**HOW TO COMPLETE THIS TASK:**
Starting with the line that contains "Target: dirt path" and stopping after the line that contains "Target: ripe red tomato", copy the entries below exactly. Include nothing else.

**PROVIDED RECORDS:**
=== Section Start ===
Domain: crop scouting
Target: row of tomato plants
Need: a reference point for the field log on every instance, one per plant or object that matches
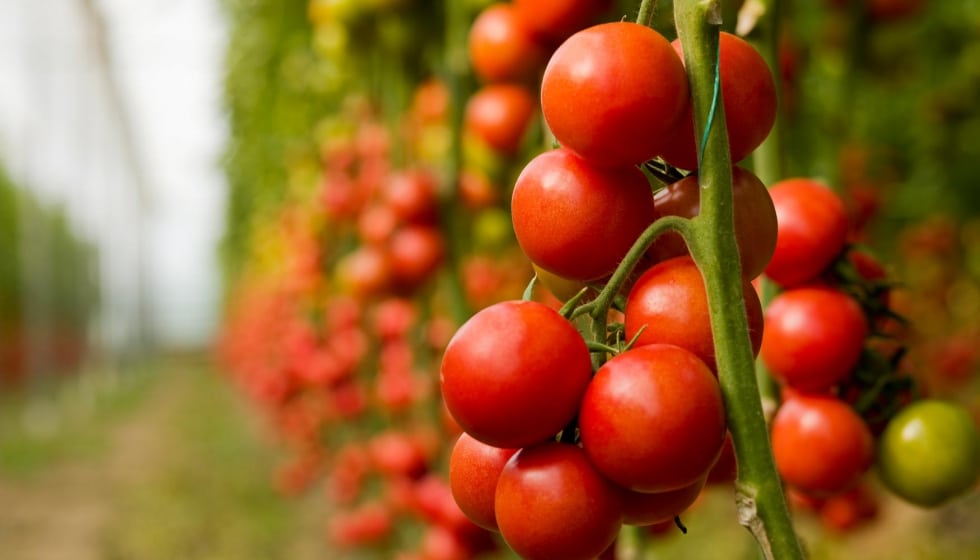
=== Section End ===
=== Section Start ===
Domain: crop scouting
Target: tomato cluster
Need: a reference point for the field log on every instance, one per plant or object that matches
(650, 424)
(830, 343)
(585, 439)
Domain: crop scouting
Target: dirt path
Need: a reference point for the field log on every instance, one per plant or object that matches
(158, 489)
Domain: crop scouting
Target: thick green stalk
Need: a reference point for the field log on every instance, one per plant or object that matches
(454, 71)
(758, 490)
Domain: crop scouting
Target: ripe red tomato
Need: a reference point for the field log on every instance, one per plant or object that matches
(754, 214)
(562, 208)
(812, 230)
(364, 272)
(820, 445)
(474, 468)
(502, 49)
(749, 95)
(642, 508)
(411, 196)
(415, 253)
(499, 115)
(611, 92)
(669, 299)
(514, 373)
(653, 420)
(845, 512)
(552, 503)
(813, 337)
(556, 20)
=== Section End ===
=== Section Start ===
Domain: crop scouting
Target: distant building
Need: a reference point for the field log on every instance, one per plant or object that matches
=== Section End ===
**EXERCISE SOLUTION:**
Target: dirt path
Need: a reference point for the field log on every instance, one per plant or object that matches
(158, 489)
Domain: crop scouting
Target: thick green stalk
Need: a reference point for the field log on every instance, one per plant or object that matches
(454, 71)
(758, 490)
Domain: crop scouting
Target: ripe red tomato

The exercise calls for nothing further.